**TASK TO COMPLETE**
Can the data below be echoed back word for word?

** Opening LISTED ENTRIES block **

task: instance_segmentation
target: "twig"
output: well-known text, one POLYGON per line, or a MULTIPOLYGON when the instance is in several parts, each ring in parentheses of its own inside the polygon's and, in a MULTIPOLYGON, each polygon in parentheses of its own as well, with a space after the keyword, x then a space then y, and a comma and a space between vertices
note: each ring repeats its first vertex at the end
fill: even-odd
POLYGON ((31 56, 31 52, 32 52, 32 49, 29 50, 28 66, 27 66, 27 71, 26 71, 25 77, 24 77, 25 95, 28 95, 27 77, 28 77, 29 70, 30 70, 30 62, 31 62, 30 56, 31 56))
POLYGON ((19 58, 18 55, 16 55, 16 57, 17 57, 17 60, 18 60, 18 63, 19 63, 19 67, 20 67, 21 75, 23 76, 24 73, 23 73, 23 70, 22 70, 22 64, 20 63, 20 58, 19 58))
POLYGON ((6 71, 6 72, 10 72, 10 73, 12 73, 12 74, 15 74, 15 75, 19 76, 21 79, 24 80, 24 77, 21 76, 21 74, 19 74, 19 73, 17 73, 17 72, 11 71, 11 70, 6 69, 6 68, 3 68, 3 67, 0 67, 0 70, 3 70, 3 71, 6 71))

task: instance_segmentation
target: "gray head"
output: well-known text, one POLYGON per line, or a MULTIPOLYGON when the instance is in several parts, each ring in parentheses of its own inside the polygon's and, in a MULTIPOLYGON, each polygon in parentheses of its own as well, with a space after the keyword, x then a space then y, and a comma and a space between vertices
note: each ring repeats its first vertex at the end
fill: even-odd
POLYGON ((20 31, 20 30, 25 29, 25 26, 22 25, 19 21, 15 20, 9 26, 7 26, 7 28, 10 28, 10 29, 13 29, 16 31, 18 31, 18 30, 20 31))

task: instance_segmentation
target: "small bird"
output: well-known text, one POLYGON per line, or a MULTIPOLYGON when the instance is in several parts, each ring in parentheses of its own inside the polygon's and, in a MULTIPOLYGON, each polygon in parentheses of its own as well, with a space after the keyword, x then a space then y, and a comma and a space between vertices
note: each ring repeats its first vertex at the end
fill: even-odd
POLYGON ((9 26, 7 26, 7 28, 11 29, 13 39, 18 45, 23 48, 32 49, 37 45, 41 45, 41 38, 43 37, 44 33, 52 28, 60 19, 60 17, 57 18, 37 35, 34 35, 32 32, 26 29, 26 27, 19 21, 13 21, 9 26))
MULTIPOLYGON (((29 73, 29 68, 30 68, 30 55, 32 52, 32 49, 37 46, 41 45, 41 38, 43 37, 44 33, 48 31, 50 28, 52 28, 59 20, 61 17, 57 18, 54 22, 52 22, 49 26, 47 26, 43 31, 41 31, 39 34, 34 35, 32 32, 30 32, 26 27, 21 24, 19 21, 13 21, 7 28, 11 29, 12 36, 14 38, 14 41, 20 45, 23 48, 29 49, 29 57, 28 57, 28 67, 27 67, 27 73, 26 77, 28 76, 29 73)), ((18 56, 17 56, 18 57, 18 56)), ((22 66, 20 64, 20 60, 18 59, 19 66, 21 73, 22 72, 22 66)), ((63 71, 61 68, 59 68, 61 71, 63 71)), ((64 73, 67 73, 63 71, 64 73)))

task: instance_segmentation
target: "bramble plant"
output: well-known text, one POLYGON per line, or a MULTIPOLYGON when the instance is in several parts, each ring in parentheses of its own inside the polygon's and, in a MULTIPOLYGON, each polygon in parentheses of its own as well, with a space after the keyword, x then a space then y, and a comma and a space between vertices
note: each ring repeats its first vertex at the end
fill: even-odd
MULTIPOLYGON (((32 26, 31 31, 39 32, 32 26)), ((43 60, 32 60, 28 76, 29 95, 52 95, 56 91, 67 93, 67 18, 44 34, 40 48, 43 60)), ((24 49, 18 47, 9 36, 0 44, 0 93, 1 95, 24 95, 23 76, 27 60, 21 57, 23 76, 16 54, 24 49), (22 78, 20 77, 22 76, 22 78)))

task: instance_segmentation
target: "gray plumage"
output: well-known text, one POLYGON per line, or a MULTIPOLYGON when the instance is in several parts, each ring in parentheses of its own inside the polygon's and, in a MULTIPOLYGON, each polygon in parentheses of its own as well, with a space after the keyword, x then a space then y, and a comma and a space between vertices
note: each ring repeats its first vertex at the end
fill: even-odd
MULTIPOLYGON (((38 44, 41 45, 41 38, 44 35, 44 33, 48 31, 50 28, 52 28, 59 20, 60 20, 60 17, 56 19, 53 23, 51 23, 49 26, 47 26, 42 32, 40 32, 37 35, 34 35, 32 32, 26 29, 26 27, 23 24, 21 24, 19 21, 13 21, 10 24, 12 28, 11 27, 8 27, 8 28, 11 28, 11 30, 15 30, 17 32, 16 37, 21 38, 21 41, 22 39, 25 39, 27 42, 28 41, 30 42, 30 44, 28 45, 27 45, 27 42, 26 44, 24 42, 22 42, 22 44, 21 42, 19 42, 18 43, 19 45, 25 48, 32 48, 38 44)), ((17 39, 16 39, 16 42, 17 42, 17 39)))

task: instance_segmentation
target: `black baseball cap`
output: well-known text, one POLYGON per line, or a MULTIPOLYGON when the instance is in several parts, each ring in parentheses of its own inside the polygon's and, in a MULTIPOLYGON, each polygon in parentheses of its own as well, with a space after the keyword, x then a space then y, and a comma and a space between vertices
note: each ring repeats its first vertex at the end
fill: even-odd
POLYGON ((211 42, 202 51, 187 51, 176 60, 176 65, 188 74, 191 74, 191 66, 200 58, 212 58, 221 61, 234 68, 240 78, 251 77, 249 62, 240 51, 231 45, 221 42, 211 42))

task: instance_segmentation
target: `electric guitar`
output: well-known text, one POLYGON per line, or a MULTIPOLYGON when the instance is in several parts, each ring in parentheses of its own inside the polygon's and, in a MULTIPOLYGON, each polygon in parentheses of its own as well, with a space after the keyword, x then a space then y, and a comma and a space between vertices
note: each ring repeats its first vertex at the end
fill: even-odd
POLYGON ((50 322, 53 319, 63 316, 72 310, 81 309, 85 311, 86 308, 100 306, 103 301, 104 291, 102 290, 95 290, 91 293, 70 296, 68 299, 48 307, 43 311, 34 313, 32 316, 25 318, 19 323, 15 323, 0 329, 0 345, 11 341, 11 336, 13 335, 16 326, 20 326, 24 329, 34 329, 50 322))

** Closing LISTED ENTRIES block **

**ANSWER FOR THE TASK**
task: instance_segmentation
target: "twig"
output: well-known text, one POLYGON per line, or a MULTIPOLYGON when the instance is in several parts, each ring in parentheses of its own inside the polygon's and, in a MULTIPOLYGON, each polygon in parentheses of its own as well, with a space after the keyword, x then a space then y, and a comma and a space between vertices
note: each ring repeats its first vertex at the end
fill: even-odd
POLYGON ((31 56, 31 52, 32 52, 32 49, 29 50, 28 66, 27 66, 27 71, 26 71, 25 77, 24 77, 25 95, 28 95, 27 77, 28 77, 29 70, 30 70, 30 62, 31 62, 30 56, 31 56))
POLYGON ((19 58, 18 55, 16 55, 16 57, 17 57, 17 60, 18 60, 18 63, 19 63, 19 67, 20 67, 21 75, 23 76, 24 73, 23 73, 23 70, 22 70, 22 64, 20 63, 20 58, 19 58))
POLYGON ((6 71, 6 72, 10 72, 10 73, 12 73, 12 74, 15 74, 15 75, 19 76, 21 79, 24 80, 24 77, 21 76, 21 74, 19 74, 19 73, 17 73, 17 72, 11 71, 11 70, 6 69, 6 68, 3 68, 3 67, 0 67, 0 70, 3 70, 3 71, 6 71))

task: instance_segmentation
target: "gray head"
output: well-known text, one POLYGON per line, or a MULTIPOLYGON when the instance is in several parts, each ring in parentheses of its own inside the polygon's and, in a MULTIPOLYGON, each polygon in parentheses of its own as well, with a space after the keyword, x then a space then y, and a comma and a space between vertices
note: each ring repeats its first vertex at the end
fill: even-odd
POLYGON ((20 31, 20 30, 25 29, 25 26, 22 25, 19 21, 15 20, 9 26, 7 26, 7 28, 10 28, 10 29, 13 29, 16 31, 18 31, 18 30, 20 31))

task: instance_segmentation
target: "small bird"
output: well-known text, one POLYGON per line, or a MULTIPOLYGON when the instance is in several parts, each ring in parentheses of its own inside the polygon's and, in a MULTIPOLYGON, each polygon in parentheses of its own as well, with a space after the keyword, x then a space then y, and a comma and a space between vertices
note: each ring repeats its first vertex at the end
fill: even-odd
POLYGON ((9 26, 7 26, 7 28, 11 29, 13 39, 18 45, 23 48, 32 49, 37 45, 41 45, 41 38, 43 37, 44 33, 52 28, 60 19, 60 17, 57 18, 37 35, 34 35, 32 32, 26 29, 26 27, 19 21, 13 21, 9 26))
MULTIPOLYGON (((29 73, 29 68, 30 68, 30 55, 32 52, 32 49, 37 46, 41 45, 41 38, 43 37, 44 33, 48 31, 50 28, 52 28, 59 20, 61 17, 57 18, 54 22, 52 22, 49 26, 47 26, 43 31, 41 31, 39 34, 34 35, 32 32, 30 32, 26 27, 21 24, 19 21, 13 21, 7 28, 11 29, 12 36, 14 38, 14 41, 20 45, 23 48, 29 49, 29 57, 28 57, 28 67, 27 67, 27 73, 26 77, 28 76, 29 73)), ((18 56, 17 56, 18 57, 18 56)), ((22 66, 20 64, 20 60, 18 59, 19 66, 21 73, 22 72, 22 66)), ((63 71, 61 68, 59 68, 61 71, 63 71)), ((64 73, 67 73, 63 71, 64 73)))

task: instance_segmentation
target: "bramble plant"
output: well-known text, one POLYGON per line, or a MULTIPOLYGON when the instance is in several parts, each ring in parentheses of its own inside the polygon's and, in a MULTIPOLYGON, each polygon in parentheses of its own as well, with a space after the keyword, x then a space then y, and a comma and a space between vertices
note: each ring repeats its first vertex at the end
fill: even-odd
MULTIPOLYGON (((32 26, 31 31, 39 32, 32 26)), ((43 60, 32 60, 28 76, 29 95, 52 95, 56 91, 67 93, 67 18, 44 34, 40 48, 43 60)), ((24 49, 18 47, 9 36, 0 44, 0 93, 1 95, 24 95, 23 76, 27 60, 21 57, 23 76, 16 54, 24 49), (22 78, 20 77, 22 76, 22 78)))

task: instance_segmentation
target: "gray plumage"
output: well-known text, one POLYGON per line, or a MULTIPOLYGON when the instance is in several parts, each ring in parentheses of its own inside the polygon's and, in a MULTIPOLYGON, each polygon in parentheses of its own as well, with a space after the keyword, x then a space then y, and a comma and a space between vertices
note: each ring repeats its first vertex at the end
fill: even-odd
MULTIPOLYGON (((38 44, 41 45, 41 38, 44 35, 44 33, 48 31, 50 28, 52 28, 59 20, 60 20, 60 17, 56 19, 53 23, 51 23, 49 26, 47 26, 42 32, 40 32, 37 35, 34 35, 32 32, 26 29, 26 27, 23 24, 21 24, 19 21, 13 21, 10 24, 12 28, 11 27, 8 27, 8 28, 11 28, 11 30, 15 30, 17 32, 16 37, 21 38, 21 41, 22 39, 25 39, 27 42, 28 41, 30 42, 30 44, 28 45, 27 45, 27 42, 26 44, 24 42, 22 42, 22 44, 21 42, 19 42, 18 43, 19 45, 25 48, 32 48, 38 44)), ((17 39, 16 39, 16 42, 17 42, 17 39)))

task: instance_segmentation
target: `black baseball cap`
output: well-known text, one POLYGON per line, or a MULTIPOLYGON when the instance is in several parts, each ring in parentheses of its own inside the polygon's and, in a MULTIPOLYGON, each polygon in parentheses of its own as well, with a space after the keyword, x then a space then y, and a comma and a space between vertices
note: each ring repeats its first vertex at the end
fill: even-odd
POLYGON ((211 42, 202 51, 187 51, 176 60, 176 65, 188 74, 191 74, 191 66, 200 58, 212 58, 221 61, 234 68, 240 78, 251 77, 249 62, 240 51, 231 45, 221 42, 211 42))

task: instance_segmentation
target: `electric guitar`
output: well-known text, one POLYGON per line, or a MULTIPOLYGON when the instance is in several parts, each ring in parentheses of its own inside the polygon's and, in a MULTIPOLYGON, each polygon in parentheses of its own as well, with a space after the keyword, x then a space then y, and a comma and a space between vertices
note: each ring repeats its first vertex at the end
fill: even-odd
POLYGON ((50 322, 53 319, 63 316, 72 310, 81 309, 85 311, 86 308, 100 306, 103 301, 104 291, 102 290, 95 290, 91 293, 70 296, 68 299, 48 307, 43 311, 34 313, 32 316, 25 318, 19 323, 15 323, 0 329, 0 345, 11 341, 11 336, 13 335, 16 326, 20 326, 24 329, 34 329, 50 322))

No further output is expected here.